Pointing dataset records

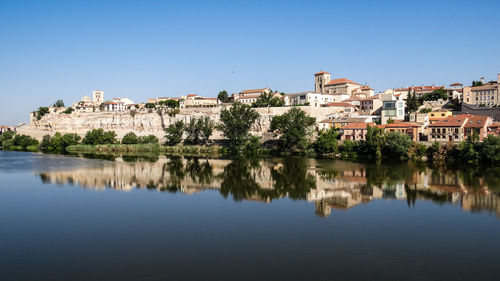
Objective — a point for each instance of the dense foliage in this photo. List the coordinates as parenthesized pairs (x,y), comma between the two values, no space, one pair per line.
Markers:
(292,128)
(327,142)
(11,140)
(235,124)
(267,99)
(199,130)
(58,142)
(99,136)
(41,112)
(174,133)
(223,96)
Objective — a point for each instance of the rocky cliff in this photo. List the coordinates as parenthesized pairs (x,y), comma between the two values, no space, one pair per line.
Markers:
(145,122)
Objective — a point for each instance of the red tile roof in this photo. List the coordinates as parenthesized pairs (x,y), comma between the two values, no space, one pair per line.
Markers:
(451,121)
(251,91)
(403,125)
(476,121)
(358,125)
(341,81)
(339,104)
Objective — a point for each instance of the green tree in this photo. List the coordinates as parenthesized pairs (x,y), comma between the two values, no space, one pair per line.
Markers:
(327,142)
(411,102)
(99,136)
(223,96)
(174,133)
(373,143)
(149,139)
(235,124)
(292,128)
(397,145)
(130,138)
(170,103)
(267,99)
(41,112)
(59,103)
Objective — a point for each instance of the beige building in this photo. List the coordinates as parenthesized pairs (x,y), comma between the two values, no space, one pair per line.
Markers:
(250,96)
(197,101)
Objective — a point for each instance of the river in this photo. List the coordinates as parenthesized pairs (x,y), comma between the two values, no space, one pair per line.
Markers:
(181,218)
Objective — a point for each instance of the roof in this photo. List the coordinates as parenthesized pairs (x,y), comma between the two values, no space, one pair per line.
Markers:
(476,121)
(451,121)
(358,125)
(341,81)
(342,104)
(251,91)
(485,87)
(403,125)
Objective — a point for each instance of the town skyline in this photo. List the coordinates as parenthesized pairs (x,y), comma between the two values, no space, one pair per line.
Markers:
(57,50)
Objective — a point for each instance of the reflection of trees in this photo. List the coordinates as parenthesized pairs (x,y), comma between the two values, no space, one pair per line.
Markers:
(175,169)
(237,180)
(199,173)
(293,178)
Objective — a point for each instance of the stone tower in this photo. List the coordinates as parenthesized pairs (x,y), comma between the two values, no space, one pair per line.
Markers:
(97,97)
(320,80)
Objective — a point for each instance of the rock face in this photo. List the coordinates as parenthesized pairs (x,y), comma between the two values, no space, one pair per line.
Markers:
(146,122)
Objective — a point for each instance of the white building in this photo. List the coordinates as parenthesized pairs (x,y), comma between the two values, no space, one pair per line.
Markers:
(393,107)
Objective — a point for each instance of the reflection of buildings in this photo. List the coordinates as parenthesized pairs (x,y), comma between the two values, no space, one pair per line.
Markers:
(336,185)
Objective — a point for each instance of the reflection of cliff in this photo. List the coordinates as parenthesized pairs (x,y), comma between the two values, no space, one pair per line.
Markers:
(329,184)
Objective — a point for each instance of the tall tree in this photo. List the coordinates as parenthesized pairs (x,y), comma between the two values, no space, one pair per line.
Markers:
(292,128)
(223,96)
(235,124)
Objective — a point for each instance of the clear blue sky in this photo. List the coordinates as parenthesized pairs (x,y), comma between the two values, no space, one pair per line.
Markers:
(140,49)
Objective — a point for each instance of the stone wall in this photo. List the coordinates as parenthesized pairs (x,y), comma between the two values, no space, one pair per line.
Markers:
(145,123)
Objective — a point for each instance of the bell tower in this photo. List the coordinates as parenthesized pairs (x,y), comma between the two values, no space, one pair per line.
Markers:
(320,80)
(97,97)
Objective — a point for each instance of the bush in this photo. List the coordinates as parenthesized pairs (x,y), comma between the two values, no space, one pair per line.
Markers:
(292,128)
(58,142)
(99,136)
(130,138)
(327,142)
(151,139)
(397,145)
(174,133)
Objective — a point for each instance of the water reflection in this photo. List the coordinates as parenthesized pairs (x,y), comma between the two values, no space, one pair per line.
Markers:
(328,184)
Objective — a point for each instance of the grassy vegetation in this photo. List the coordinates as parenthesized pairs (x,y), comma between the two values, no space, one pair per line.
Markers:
(114,148)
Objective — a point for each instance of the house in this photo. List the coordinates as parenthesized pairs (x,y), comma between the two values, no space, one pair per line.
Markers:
(477,125)
(438,115)
(314,99)
(355,131)
(343,107)
(340,122)
(485,95)
(458,127)
(250,96)
(393,107)
(414,130)
(190,101)
(4,129)
(340,86)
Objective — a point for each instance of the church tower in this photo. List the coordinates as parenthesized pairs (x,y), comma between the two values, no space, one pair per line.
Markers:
(320,80)
(97,97)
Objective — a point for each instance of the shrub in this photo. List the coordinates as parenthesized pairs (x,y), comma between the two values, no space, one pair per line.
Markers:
(130,138)
(99,136)
(174,133)
(327,142)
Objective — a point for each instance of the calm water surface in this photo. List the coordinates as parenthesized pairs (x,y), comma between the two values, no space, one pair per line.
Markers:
(174,218)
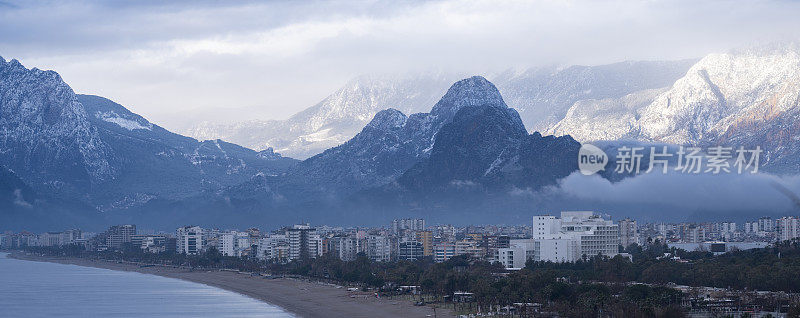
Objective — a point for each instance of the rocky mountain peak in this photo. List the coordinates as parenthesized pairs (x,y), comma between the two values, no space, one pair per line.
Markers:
(473,91)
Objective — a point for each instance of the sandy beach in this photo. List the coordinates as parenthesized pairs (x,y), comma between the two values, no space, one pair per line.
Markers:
(300,297)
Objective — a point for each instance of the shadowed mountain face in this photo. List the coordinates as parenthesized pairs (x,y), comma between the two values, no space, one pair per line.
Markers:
(181,165)
(389,145)
(542,96)
(489,147)
(96,154)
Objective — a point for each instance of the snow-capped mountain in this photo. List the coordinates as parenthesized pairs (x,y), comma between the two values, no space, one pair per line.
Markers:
(390,144)
(541,95)
(335,119)
(89,148)
(47,136)
(487,148)
(742,98)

**Direction**
Working from the material above, transcribe it exactly while omitting pictures.

**Answer to this task**
Objective — a point for each instance of the dense foliage in this photo. List the coordinates as parenthesized pairs (x,y), comma between the two values, no space, one pair per line.
Markers:
(292,128)
(327,142)
(11,140)
(235,124)
(267,99)
(199,130)
(58,142)
(99,136)
(41,112)
(174,133)
(223,96)
Objective — a point for each instance of the rocky cliff in this photo. List the coordinates as parenthesized pairs (x,y), comma between the two values, no space, one pair per line.
Markers:
(145,122)
Objective — a point for each instance of the red tile roof in this photo. List the coordinates as parenthesized pairs (x,y), comma between the two values, no space, one pair per line.
Markers:
(451,121)
(251,91)
(403,125)
(476,121)
(358,125)
(341,81)
(339,104)
Objective — a point for each instance of the green tree in this photo. List the coordinates as parenthesized pairs (x,y), comma between the two values, no space, one pair per line.
Markers:
(327,142)
(411,102)
(99,136)
(223,96)
(174,133)
(373,143)
(149,139)
(235,124)
(292,128)
(397,145)
(130,138)
(170,103)
(267,99)
(41,112)
(59,103)
Objective — a point for each instance of the beige building in this photo. List the coordinates as parenthesized pairs (x,y), comma between the two values, no space, one pair per line.
Markers:
(250,96)
(197,101)
Objective — a point for each instance of the river in this photo. List the coordinates as parenthesized pairs (x,y), comma between the two values, no space, one pair per line.
Markers:
(181,218)
Objective — a point for each instance of the roof in this photo. List the coordinates as parenthesized pairs (x,y), comma between the two values, no space, one pair per line.
Markers:
(476,121)
(451,121)
(358,125)
(341,81)
(342,104)
(251,91)
(485,87)
(403,125)
Objective — a point for each instance of the town skyline in this photo. List the coordinates as parenthesized pairs (x,y), comma between the two values, no space, one pair per line.
Markers:
(57,50)
Objective — a point for each instance of the reflection of trees in this photo. List the coordinates as parenthesized pairs (x,y), comma between the two values, no space, one pair per line.
Markers:
(175,169)
(237,180)
(199,173)
(293,178)
Objective — a point for each instance of the stone tower in this photo. List the coordinates as parenthesized pairs (x,y), comma between the two values, no space, one pair per line.
Markers:
(97,97)
(320,80)
Objective — a point for each instance of the rock face in this photo. List the coordinates as parenthesized pairs (x,y), comma between the two values, no space, one pair per line.
Markers:
(146,122)
Objective — a point for each instance of the white building in this photo. List the coordinates as parenthesized pairs (x,y), comma between the two values, no space, one pair per line.
Markers:
(393,107)
Objective — a point for each instance of the reflection of buildings in this photo. List the coordinates as parenthesized pairs (x,y), comma between the two values, no space, one pair per line.
Markers:
(336,185)
Objective — a point for each instance of the reflection of cliff in this photo. List the coordinates as parenthesized pairs (x,y), comma between the two values, no space, one pair per line.
Markers:
(329,184)
Objective — a point for each instance of the tall tree in this photo. List the coordinates as parenthesized pairs (x,y), comma between the two values, no space, one pair per line.
Markers:
(292,128)
(223,96)
(235,124)
Objective — a point for each instance of the clear blue sky in this photo. List the coordinates as parenthesized pairs (x,y), comma between the two values, no space, one pair per line.
Markers:
(140,49)
Objective — a point for each instance of the stone wall in this photo. List the coordinates as parenthesized pairs (x,y), comma between the two values, no space, one pair per line.
Markers:
(145,123)
Objective — a point for each instance of the bell tower in this photo. List the coordinates as parenthesized pairs (x,y), comma between the two values, no space, one pair per line.
Markers:
(320,80)
(97,97)
Objective — a point for each instance of the bush in this photo. List the coordinates as parenthesized pairs (x,y), comma between the two values, no space, one pair per line.
Markers:
(292,128)
(58,142)
(99,136)
(130,138)
(327,142)
(151,139)
(397,145)
(174,133)
Objective — a point for each instance of the water reflection in this photo. List the coordinates as parenthesized pairs (x,y), comma between the two values, no space, one pair per line.
Markers:
(328,184)
Objective — a point for each instance of the grassy vegetation in this photo. List the coordinates as parenthesized pairs (x,y), comma between the two values, no space, one pair per line.
Markers:
(114,148)
Objective — a point for each instance of the house in this photo. List the coordinates as parenthesized pairs (x,y), comma between the two values, no space, one pair per line.
Markers:
(477,125)
(438,115)
(314,99)
(355,131)
(343,107)
(340,122)
(485,95)
(458,127)
(250,96)
(393,107)
(414,130)
(190,101)
(4,129)
(340,86)
Objective — a point for each instance of the church tower in this photo. List the coordinates as parenthesized pairs (x,y), comma between the two values, no space, one pair per line.
Markers:
(320,80)
(97,97)
Objective — a point for each instance of the shrub in this photo. List the coordinates as parenthesized pairs (x,y), comma between the two values, no space, one pair per line.
Markers:
(130,138)
(99,136)
(174,133)
(327,142)
Objective — a point for each instance of the calm water surface in this photo. List the coordinates as parenthesized pairs (x,y), comma between the two values, no space, one pair per line.
Markers:
(174,218)
Objective — a point for each instance of the rocky mountain peak in this photo. List the coordinates as parenthesized pairs (x,y), comma between the two values, no space, one pair per line.
Markers:
(473,91)
Objective — a point for each instance of the sandy beach in this photo. List the coordinates as parenthesized pairs (x,y), comma between the two values, no space, one pair per line.
Markers:
(300,297)
Objective — a point for each instance of the shadowed mountain face in this photo. List the coordinates as parenthesized pairs (x,y), comma between the two values, no space, one pair per line.
Markers:
(181,165)
(389,145)
(542,96)
(489,147)
(96,154)
Objective — a point for each instance of the snow-capped mountain in this photo. List the coordinates as parenthesized pairs (x,y), comma between the two values, no space, one pair per line.
Markers:
(390,144)
(541,95)
(335,119)
(89,148)
(47,136)
(487,148)
(742,98)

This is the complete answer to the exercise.